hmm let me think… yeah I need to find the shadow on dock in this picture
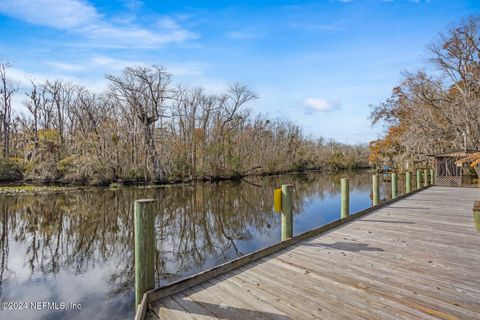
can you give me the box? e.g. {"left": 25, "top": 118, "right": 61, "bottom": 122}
{"left": 159, "top": 296, "right": 293, "bottom": 320}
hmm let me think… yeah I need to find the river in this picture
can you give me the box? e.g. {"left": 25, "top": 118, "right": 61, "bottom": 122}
{"left": 0, "top": 171, "right": 400, "bottom": 319}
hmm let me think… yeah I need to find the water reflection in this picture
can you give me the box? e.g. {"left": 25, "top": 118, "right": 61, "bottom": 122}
{"left": 0, "top": 171, "right": 390, "bottom": 320}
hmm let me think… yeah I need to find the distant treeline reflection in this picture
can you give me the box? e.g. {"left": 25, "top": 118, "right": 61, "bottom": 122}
{"left": 0, "top": 172, "right": 372, "bottom": 299}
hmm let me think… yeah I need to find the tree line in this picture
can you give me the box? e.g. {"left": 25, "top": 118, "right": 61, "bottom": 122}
{"left": 369, "top": 17, "right": 480, "bottom": 169}
{"left": 0, "top": 64, "right": 368, "bottom": 184}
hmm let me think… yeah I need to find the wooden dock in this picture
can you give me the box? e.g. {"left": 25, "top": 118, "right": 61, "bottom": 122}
{"left": 143, "top": 187, "right": 480, "bottom": 320}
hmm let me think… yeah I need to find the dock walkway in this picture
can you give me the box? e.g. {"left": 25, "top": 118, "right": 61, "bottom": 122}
{"left": 145, "top": 187, "right": 480, "bottom": 320}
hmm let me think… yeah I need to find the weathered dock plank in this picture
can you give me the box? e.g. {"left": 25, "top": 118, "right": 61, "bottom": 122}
{"left": 145, "top": 187, "right": 480, "bottom": 320}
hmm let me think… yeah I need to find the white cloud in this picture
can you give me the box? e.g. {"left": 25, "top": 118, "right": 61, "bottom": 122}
{"left": 303, "top": 98, "right": 340, "bottom": 113}
{"left": 0, "top": 0, "right": 195, "bottom": 48}
{"left": 45, "top": 61, "right": 88, "bottom": 72}
{"left": 0, "top": 0, "right": 98, "bottom": 29}
{"left": 89, "top": 55, "right": 210, "bottom": 79}
{"left": 88, "top": 56, "right": 227, "bottom": 92}
{"left": 8, "top": 66, "right": 107, "bottom": 93}
{"left": 89, "top": 56, "right": 145, "bottom": 70}
{"left": 81, "top": 20, "right": 195, "bottom": 48}
{"left": 7, "top": 67, "right": 49, "bottom": 84}
{"left": 8, "top": 56, "right": 225, "bottom": 102}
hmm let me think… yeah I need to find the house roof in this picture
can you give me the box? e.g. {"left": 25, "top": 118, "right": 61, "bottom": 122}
{"left": 455, "top": 152, "right": 480, "bottom": 167}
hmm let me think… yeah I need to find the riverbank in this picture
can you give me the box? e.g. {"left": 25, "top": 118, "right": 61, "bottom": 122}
{"left": 0, "top": 185, "right": 87, "bottom": 195}
{"left": 0, "top": 167, "right": 372, "bottom": 195}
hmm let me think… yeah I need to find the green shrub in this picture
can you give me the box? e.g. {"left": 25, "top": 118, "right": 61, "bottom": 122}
{"left": 109, "top": 182, "right": 121, "bottom": 189}
{"left": 0, "top": 158, "right": 24, "bottom": 181}
{"left": 58, "top": 155, "right": 76, "bottom": 175}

- Task details
Copy the lines of the data above exactly as written, beginning with the line containing "hmm let me think… yeah I need to find the tree" and ending with the line containing "hmm let me think… yeah I need to find the white", and leave out all other lines.

- Written solution
hmm let me think… yeah I need to find the tree line in this picture
can you give me the box? e.g. {"left": 25, "top": 118, "right": 61, "bottom": 122}
{"left": 369, "top": 17, "right": 480, "bottom": 169}
{"left": 0, "top": 64, "right": 368, "bottom": 184}
hmm let me think… yeah I need to find the wooden dock in this picture
can you give me the box? e.g. {"left": 25, "top": 118, "right": 61, "bottom": 122}
{"left": 143, "top": 187, "right": 480, "bottom": 320}
hmm let me think… yeah I need to find the dock walkway in this picture
can you give me the box? e.g. {"left": 25, "top": 118, "right": 61, "bottom": 122}
{"left": 145, "top": 187, "right": 480, "bottom": 320}
hmm let me think… yeah I need to find the weathered dock plank in this picture
can you give me the box? e.g. {"left": 25, "top": 118, "right": 61, "bottom": 122}
{"left": 145, "top": 187, "right": 480, "bottom": 320}
hmm let me think… yeah I need to find the white cloud in this picture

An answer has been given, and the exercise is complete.